- DATA FOR PROCESSING -
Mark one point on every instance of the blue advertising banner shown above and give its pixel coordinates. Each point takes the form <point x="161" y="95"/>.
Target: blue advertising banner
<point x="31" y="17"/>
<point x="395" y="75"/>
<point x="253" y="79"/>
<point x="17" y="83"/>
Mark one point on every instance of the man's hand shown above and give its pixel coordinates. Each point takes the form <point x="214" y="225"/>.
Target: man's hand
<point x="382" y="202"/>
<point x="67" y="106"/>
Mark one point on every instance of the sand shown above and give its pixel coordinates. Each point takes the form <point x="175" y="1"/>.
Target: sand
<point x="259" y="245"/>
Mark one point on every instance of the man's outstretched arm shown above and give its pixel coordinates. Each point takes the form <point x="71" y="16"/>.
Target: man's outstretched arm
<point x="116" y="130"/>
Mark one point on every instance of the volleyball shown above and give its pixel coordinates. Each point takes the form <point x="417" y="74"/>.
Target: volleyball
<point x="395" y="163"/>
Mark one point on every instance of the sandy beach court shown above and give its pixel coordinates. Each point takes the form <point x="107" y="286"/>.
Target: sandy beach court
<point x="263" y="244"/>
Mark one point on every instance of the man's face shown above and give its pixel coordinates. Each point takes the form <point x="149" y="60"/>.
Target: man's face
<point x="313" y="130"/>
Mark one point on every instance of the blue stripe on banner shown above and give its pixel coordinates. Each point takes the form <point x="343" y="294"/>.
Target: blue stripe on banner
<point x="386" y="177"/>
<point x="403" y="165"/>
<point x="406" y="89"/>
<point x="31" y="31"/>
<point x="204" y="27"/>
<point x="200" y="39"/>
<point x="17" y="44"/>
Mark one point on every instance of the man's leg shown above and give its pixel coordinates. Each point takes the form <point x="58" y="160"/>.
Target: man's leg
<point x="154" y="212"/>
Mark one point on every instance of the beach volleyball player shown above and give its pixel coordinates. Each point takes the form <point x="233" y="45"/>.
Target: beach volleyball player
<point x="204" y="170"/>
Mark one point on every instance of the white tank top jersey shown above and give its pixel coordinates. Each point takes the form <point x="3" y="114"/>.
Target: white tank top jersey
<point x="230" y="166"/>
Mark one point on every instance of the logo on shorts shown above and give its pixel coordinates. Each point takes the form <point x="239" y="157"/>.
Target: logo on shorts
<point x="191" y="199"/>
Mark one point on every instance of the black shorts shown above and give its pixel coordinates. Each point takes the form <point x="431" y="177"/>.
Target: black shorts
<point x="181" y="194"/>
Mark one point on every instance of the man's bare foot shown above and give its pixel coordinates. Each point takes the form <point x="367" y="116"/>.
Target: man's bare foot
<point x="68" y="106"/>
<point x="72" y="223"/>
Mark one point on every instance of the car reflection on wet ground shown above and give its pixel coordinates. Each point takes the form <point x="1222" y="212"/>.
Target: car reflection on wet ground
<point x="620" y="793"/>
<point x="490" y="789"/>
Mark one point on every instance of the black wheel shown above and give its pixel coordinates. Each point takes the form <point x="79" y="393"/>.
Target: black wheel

- WORK TO BE COMPLETED -
Which of the lines above include the string "wheel"? Pick them out and copy them.

- SOLUTION TO THIS EXERCISE -
Mark one point on every instance of the black wheel shown above and give its pixel coordinates. Each point takes the form <point x="79" y="393"/>.
Target: black wheel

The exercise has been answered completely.